### STATED GOAL:
How many lines in the rows below contain the string "kitchen"? Reply with the number alone.

## START AVAILABLE DATA

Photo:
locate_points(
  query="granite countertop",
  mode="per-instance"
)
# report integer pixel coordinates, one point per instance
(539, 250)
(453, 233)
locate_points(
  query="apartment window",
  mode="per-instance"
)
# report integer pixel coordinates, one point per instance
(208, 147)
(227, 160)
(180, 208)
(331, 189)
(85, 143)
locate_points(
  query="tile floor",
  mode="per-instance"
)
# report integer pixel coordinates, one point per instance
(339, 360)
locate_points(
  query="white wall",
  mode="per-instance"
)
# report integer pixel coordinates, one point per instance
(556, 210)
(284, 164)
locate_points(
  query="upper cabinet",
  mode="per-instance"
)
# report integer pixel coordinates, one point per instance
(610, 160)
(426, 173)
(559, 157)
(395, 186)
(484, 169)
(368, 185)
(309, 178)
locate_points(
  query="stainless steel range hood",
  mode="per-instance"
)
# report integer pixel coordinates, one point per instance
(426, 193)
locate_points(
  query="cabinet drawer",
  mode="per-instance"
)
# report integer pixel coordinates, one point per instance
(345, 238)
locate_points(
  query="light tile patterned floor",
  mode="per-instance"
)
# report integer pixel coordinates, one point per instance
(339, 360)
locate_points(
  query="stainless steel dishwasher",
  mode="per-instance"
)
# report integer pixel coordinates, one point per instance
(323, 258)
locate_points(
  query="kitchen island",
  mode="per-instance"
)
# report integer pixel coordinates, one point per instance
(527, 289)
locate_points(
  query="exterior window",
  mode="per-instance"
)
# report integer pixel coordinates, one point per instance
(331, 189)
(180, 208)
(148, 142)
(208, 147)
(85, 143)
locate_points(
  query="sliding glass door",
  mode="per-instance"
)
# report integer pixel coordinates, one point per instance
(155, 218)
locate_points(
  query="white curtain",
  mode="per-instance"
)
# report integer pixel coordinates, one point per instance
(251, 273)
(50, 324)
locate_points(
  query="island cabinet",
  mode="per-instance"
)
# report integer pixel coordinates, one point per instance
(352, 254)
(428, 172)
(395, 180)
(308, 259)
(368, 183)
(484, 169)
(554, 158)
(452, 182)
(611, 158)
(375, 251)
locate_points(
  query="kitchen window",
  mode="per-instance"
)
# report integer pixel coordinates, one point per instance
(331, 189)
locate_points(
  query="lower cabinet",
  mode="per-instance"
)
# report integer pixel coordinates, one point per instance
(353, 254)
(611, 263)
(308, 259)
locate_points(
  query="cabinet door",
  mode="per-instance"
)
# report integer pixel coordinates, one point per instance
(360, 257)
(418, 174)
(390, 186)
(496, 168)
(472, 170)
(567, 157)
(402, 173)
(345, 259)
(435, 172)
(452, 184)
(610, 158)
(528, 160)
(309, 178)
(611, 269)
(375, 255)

## END AVAILABLE DATA

### SOLUTION BELOW:
2